▶ [PROBLEM TO WORK ON]:
Show each line in the material below that contains the word "water", copied in full without changes.

▶ [DATA TO USE]:

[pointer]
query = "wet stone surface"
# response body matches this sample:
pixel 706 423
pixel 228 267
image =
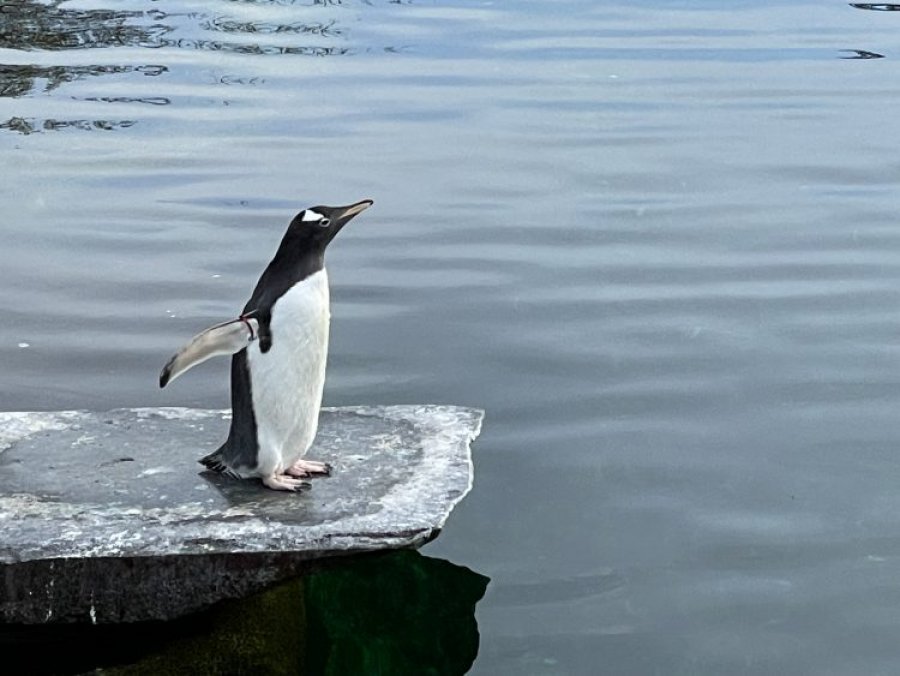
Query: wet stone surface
pixel 108 516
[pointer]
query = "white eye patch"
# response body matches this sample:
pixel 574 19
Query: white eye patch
pixel 310 215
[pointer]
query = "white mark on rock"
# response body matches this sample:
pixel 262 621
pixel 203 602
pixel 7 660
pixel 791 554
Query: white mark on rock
pixel 150 471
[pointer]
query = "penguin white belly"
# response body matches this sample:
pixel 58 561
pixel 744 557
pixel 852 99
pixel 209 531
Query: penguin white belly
pixel 287 381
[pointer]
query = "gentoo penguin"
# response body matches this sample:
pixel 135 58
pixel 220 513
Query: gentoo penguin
pixel 280 345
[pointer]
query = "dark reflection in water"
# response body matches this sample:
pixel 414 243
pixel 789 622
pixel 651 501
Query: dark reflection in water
pixel 226 25
pixel 876 6
pixel 22 79
pixel 29 26
pixel 31 125
pixel 861 54
pixel 399 613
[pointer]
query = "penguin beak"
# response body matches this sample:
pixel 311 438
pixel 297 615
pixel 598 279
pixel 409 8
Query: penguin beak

▶ [WRITTEN RESPONSE]:
query = "dark reflection in water"
Query: dark reflection in water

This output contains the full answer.